Begin SUPPLIED DATA

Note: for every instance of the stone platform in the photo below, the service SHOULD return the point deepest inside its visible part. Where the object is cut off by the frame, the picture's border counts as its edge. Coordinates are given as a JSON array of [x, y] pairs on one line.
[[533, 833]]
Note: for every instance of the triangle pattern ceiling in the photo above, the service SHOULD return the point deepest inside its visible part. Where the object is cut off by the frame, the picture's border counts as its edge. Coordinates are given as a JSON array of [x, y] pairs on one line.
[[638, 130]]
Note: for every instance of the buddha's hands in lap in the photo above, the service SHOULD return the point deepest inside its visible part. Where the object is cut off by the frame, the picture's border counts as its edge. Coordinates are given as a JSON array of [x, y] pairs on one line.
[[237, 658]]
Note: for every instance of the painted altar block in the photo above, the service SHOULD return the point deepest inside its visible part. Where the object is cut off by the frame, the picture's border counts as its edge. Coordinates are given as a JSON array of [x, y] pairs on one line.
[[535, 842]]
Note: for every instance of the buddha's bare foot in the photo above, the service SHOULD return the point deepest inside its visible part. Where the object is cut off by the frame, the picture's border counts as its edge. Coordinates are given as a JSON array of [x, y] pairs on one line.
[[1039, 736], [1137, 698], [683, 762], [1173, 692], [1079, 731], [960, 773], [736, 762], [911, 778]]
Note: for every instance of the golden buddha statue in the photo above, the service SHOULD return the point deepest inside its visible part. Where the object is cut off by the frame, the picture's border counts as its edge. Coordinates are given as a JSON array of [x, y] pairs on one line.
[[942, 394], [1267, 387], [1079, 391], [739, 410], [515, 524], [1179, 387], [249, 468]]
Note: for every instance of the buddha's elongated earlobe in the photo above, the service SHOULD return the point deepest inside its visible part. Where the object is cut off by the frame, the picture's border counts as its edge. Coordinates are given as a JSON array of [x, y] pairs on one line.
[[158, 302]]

End SUPPLIED DATA

— STATED PROBLEM —
Print the data word for word, starting at the line that contains "Note: for every instance of the buddha's elongated" and stopping at the end of the data.

— FINISHED ANSWER —
Note: for every instance of the buddha's elongated earlobe in the photo above, the service SHOULD return the point deepest inside its visible part. Where the object is cut off by the frame, the picture's border counts as its edge. Coordinates are given as a JSON array of [x, y] pairs on one line.
[[158, 302]]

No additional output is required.